Task item: Name every newspaper and every dictionary that the text on webcomics and Wikipedia mentions.

Source document:
########
This is probably a good time to point out that our same sourcing requirements for showing the notability of topics are basically the same sourcing requirements for preventing the use of Wikipedia to libel and attack the subjects of articles. I think that gets lost sometimes with webcomics articles. It seems people want to use blogs and message boards to say good things about webcomics and put those in encyclopedia articles to show "notability", but they also want to selectively ignore any bad things said on blogs or message boards about a webcomic or its author. An encyclopedia really can't have it both ways and still write from a neutral point of view. If we're going to document blogger praise we'd also have to document blogger flame wars and name-calling. But they're both generally trivial, so it's best to include neither.

I'd also suggest that web comic artists try to keep some perspective on things. Wikipedia can rightly delete a poorly sourced article on a blog with 2.4 million monthly readers that has The Washington Post as a source, yet somehow non-webcomics bloggers seem to be able to avoid being overly dramatic about it.

Q: Well, you know. Cartoonists.

But it is important. I don't know of any art form whose practitioners have had to fight for respectability quite as hard and as long as cartoonists have.

Wikipedia has given comics in general and webcomics in particular far more attention than the encyclopedias with which it competes, and that has been good for online cartoonists. Tertiary source or no, Wikipedia is one of the most popular sites on the Web, and "Wikipedian notability" has become a badge of prestige like high PageRank or high hit-count. Such notability has far less value if it's conferred freely on everyone who wants it; I understand that.

On the other hand, you can play a Cartesian game where you challenge everything that is disputed (The New York Times? Bah! How we can trust them after Jason Blair? Webster's Dictionary? Ha! Haven't you read about Webster's political biases?) down to "Cogito ergo sum" (Fah! Many philosophers reject Descartes' proofs!), at which point "deleting everything in Wikipedia" becomes a real option.
########
Extracted records:
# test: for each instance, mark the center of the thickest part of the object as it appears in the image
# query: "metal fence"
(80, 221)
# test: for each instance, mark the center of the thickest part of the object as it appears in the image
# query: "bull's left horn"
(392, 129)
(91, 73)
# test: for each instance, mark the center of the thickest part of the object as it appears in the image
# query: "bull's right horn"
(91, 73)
########
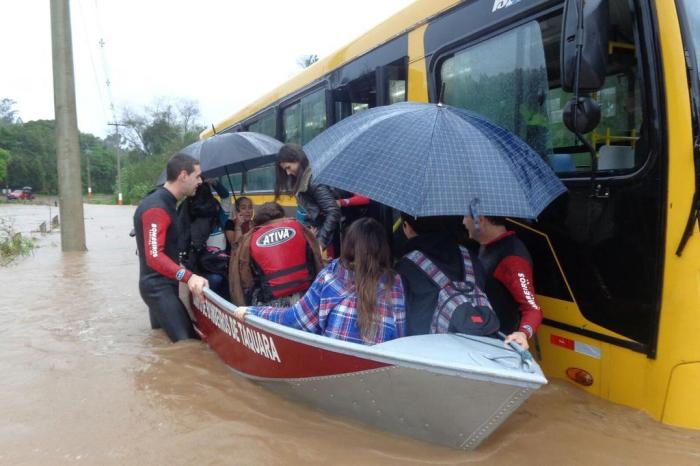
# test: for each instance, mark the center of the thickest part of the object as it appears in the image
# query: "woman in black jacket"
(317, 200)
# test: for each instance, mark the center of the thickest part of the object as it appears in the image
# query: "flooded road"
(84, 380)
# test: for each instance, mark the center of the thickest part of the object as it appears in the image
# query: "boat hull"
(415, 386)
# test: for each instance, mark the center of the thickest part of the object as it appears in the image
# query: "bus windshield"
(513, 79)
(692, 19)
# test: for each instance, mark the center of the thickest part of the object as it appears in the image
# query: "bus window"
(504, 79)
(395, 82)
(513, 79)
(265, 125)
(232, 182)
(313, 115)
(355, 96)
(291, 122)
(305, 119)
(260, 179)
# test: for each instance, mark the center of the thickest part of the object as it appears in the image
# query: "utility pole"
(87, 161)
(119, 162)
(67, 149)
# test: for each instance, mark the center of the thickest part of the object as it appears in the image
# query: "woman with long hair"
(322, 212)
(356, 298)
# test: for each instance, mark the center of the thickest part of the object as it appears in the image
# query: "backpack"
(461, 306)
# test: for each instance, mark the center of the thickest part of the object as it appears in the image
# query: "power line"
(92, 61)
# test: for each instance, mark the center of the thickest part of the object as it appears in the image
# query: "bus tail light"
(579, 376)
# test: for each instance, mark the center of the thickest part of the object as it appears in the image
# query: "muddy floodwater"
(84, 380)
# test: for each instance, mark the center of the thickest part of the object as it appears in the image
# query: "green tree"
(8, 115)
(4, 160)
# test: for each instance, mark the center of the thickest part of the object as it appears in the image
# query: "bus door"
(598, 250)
########
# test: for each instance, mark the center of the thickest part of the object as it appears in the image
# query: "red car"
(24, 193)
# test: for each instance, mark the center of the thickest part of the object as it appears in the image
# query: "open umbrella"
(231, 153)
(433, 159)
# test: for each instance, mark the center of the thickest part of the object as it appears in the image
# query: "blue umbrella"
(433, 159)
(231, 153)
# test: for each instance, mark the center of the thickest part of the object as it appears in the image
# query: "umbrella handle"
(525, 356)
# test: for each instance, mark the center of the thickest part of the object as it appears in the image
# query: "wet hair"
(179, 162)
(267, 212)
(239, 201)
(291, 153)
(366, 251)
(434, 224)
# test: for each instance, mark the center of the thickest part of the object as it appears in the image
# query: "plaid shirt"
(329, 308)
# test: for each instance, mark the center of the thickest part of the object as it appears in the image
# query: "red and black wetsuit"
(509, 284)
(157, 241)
########
Exercise response: The Washington Post, The New York Times, Webster's Dictionary